- **Текст упражнения**:
++++++

В этом году у Дмитрия Бавильского — писателя, журналиста, литературного и художественного критика, блогера, фотографа — вышли сразу две книги: «Желание быть городом», о путешествии по тридцати пяти итальянским городам, и «Красная точка», роман о взрослении в позднесоветской и ранне-постсоветской провинции на переломе эпох. «Красная точка» явно имеет статус opus magnum’а — большой суммы собственного жизненного и писательского опыта автора. Притом не статичного памятника всему этому, не фиксированного итога, но именно подвижной формы его собирания, поскольку открыта для продолжения — над которым, как можно догадаться, автор работает. Само совпадение этих двух крупноформатных высказываний — и во времени выхода, и в масштабе — заставляет задуматься о возможном наличии у них общих оснований. Об этих общих основаниях, об их устройстве с писателем говорит Ольга Балла-Гертман.
Продолжение. Начало читайте в предыдущей публикации
О.Б.-Г.: Мы, кажется, до сих пор оставляли совершенно без внимания «Красную точку», входящую с «Желанием быть городом» в один, хотя и не очевидный извне, смысловой комплекс. Правильно ли будет сказать, что этот роман — результат стремления приблизиться к идеальной модели романа воспитания или желания что-то сделать с самой этой моделью: переформатировать её, предложить другую модель — или, может быть, роман воспитания и взросления как ориентир тут вообще не рассматривался, а имелись в виду совсем другие ориентиры — и другие задачи?

++++++

- **Исходные данные**:
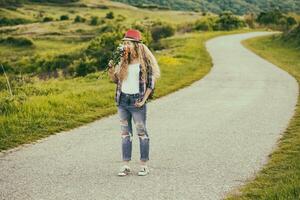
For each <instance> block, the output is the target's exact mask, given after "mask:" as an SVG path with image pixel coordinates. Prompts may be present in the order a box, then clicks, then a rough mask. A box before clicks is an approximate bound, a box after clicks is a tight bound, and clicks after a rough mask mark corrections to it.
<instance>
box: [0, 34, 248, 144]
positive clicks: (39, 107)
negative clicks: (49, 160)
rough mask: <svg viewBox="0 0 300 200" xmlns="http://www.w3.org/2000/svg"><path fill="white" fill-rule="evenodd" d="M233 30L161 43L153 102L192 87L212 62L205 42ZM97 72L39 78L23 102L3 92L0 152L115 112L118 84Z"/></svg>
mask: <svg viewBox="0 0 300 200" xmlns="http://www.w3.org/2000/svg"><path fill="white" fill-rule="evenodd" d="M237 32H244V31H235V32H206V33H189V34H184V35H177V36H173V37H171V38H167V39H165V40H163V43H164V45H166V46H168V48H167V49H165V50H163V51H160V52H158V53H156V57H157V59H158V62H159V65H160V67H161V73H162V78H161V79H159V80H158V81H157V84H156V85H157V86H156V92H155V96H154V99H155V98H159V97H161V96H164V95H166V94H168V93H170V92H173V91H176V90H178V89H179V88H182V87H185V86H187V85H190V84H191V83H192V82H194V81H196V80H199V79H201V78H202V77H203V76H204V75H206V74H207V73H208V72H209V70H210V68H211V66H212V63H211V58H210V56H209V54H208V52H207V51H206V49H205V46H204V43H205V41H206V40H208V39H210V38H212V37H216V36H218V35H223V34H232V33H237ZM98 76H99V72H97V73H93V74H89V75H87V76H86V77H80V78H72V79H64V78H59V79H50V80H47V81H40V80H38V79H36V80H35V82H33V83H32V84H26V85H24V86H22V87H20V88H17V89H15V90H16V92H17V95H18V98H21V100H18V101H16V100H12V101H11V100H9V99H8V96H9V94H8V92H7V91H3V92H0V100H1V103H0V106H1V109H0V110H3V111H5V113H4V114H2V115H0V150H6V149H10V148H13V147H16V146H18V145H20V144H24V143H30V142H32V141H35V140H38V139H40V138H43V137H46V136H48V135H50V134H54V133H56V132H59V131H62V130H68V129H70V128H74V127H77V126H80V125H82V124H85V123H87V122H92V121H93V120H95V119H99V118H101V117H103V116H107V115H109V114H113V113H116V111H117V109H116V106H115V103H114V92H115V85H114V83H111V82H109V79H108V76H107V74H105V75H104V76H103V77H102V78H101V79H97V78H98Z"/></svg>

++++++

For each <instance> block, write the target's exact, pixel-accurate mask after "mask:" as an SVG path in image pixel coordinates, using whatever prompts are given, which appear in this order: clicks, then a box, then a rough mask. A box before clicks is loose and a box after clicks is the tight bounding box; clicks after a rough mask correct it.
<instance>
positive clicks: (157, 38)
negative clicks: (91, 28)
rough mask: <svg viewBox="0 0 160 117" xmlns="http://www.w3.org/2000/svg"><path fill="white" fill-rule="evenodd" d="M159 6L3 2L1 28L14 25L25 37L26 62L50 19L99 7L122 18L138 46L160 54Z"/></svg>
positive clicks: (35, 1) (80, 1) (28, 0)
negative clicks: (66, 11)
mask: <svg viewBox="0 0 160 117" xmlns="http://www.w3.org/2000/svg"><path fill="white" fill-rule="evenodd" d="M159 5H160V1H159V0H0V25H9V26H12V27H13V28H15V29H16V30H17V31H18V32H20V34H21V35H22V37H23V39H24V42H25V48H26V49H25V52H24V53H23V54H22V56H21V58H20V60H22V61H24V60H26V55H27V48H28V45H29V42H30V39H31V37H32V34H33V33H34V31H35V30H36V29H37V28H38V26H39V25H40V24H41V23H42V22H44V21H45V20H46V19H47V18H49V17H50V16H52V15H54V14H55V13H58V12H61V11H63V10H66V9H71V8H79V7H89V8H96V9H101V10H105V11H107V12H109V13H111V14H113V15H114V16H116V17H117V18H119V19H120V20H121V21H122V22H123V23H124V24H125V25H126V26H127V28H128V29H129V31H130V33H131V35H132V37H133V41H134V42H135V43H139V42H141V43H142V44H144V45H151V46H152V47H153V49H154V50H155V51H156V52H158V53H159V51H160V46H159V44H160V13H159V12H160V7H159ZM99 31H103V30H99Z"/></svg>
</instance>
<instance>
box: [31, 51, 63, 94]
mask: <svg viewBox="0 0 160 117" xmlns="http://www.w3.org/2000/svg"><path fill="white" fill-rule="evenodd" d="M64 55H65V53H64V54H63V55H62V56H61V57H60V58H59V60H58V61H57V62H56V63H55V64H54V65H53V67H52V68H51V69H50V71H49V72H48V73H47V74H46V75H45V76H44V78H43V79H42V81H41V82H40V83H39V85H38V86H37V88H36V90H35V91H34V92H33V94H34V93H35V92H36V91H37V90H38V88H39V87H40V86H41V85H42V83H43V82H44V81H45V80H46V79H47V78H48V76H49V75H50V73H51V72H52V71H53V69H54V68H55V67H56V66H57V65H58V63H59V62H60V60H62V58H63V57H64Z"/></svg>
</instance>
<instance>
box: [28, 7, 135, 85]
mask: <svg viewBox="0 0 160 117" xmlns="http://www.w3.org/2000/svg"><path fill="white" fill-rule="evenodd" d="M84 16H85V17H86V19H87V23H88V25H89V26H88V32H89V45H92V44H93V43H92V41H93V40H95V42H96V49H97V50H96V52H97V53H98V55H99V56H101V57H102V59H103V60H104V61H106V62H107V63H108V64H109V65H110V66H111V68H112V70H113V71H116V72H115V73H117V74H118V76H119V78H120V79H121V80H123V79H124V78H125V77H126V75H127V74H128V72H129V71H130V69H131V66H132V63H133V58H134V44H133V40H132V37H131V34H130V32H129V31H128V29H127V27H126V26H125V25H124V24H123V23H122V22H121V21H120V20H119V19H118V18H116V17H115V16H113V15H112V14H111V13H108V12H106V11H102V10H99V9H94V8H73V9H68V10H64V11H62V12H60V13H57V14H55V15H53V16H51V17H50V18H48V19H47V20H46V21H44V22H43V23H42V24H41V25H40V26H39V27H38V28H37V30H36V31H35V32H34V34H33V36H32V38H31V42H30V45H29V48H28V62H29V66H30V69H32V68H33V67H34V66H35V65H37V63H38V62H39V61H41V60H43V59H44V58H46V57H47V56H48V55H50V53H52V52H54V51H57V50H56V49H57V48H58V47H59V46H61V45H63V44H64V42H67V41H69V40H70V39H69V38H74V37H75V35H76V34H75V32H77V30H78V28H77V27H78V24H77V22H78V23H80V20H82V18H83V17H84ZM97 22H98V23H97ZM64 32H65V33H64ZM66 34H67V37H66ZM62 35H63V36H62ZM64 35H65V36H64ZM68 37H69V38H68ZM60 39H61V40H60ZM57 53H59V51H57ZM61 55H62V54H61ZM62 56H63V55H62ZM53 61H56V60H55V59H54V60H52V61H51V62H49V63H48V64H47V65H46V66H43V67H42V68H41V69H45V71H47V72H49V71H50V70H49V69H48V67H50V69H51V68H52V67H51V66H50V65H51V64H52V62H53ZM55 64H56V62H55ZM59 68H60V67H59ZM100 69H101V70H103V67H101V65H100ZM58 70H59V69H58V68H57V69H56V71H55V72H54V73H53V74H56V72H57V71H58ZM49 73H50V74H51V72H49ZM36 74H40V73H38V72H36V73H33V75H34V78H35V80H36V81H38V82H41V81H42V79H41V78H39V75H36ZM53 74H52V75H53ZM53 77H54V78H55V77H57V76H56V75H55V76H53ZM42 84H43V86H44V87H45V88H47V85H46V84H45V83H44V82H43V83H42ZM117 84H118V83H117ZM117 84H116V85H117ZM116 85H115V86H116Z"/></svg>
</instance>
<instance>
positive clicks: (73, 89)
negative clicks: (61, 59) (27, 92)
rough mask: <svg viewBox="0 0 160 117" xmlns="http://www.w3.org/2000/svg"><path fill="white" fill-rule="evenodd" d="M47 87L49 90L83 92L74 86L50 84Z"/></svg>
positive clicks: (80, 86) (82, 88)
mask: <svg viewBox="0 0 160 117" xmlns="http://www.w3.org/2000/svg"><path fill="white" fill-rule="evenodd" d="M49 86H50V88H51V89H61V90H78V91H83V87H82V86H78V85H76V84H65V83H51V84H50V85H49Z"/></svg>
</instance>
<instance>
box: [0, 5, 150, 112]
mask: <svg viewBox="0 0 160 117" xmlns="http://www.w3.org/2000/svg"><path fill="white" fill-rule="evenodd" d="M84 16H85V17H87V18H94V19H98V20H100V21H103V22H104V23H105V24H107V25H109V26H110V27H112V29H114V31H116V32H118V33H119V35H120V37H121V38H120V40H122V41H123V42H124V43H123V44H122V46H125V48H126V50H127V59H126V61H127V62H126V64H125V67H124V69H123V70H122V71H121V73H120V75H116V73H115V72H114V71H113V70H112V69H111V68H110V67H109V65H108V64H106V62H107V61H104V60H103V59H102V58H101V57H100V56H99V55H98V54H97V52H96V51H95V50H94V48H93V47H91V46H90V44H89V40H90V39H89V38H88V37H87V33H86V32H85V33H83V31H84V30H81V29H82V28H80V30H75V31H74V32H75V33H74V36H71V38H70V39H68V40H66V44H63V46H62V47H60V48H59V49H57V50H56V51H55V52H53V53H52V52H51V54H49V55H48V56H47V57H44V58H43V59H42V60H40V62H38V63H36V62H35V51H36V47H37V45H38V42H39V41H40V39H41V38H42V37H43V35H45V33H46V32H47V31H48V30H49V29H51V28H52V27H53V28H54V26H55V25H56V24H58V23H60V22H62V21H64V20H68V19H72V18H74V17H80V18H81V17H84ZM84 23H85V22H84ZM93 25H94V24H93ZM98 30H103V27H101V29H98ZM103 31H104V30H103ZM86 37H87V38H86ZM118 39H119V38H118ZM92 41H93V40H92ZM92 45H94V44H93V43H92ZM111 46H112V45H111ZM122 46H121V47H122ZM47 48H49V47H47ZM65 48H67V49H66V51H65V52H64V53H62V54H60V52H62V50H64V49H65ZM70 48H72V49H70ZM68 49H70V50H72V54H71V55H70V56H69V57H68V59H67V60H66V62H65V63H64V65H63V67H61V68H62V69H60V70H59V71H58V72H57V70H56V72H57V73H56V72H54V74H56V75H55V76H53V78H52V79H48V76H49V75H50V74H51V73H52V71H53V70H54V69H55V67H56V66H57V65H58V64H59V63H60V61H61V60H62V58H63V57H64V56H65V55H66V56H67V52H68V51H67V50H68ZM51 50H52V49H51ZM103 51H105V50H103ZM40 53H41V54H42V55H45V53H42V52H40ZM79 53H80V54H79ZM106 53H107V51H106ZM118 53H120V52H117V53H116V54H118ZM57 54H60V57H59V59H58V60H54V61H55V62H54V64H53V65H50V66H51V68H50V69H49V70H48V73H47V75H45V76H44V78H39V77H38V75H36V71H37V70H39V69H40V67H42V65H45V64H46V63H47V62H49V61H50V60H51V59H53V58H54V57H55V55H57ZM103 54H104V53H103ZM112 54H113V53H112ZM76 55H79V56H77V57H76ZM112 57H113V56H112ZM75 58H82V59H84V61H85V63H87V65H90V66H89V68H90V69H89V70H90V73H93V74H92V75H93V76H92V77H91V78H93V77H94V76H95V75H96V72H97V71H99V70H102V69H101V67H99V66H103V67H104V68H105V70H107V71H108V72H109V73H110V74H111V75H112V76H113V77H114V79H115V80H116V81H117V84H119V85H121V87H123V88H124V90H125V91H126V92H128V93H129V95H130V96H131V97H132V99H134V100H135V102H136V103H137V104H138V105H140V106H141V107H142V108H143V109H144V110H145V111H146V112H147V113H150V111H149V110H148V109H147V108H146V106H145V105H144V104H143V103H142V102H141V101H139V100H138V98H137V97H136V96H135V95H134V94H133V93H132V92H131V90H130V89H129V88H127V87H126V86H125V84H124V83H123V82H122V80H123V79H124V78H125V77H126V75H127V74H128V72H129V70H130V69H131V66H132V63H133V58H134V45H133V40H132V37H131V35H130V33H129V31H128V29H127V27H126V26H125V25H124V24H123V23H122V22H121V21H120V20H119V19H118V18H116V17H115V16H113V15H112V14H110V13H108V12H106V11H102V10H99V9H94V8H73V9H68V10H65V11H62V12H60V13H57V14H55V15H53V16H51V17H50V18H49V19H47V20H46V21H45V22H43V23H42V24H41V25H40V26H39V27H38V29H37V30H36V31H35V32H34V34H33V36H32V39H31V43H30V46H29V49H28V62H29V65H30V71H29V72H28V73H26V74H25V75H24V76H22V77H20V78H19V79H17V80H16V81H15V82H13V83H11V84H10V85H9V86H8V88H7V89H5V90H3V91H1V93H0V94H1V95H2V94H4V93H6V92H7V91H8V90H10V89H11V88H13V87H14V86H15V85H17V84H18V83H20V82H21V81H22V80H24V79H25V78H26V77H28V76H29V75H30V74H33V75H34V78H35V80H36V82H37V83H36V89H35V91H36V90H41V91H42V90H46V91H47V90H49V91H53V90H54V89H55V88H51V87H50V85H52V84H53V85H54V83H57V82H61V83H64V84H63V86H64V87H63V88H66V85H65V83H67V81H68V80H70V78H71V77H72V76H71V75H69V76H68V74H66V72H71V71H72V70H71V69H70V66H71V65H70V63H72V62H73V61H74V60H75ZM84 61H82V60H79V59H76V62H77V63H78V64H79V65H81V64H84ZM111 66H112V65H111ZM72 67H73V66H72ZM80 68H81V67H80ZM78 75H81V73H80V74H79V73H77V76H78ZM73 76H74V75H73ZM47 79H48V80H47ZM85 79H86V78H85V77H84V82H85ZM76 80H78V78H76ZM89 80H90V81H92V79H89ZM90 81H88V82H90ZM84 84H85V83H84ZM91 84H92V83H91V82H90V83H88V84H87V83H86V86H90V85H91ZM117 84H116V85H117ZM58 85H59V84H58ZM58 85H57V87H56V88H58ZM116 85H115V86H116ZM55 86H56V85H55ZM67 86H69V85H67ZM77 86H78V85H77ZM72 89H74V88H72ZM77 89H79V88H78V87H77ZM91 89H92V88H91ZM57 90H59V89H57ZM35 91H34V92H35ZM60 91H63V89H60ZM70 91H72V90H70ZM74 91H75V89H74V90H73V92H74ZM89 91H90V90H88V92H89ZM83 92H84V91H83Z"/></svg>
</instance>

++++++

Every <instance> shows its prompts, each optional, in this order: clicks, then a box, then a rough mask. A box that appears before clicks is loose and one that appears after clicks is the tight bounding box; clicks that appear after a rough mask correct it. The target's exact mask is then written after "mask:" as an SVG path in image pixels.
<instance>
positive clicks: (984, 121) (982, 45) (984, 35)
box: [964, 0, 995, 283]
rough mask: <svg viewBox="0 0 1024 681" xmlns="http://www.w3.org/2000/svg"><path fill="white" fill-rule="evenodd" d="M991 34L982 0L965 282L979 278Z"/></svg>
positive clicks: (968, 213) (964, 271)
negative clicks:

++++++

- **Задание**:
Переведите на английский язык предложение из текста упражнения: «Об этих общих основаниях, об их устройстве с писателем говорит Ольга Балла-Гертман».

- **Ответ к заданию**:
Olga Balla-Gertman talks with the writer about these common foundations and how they are structured.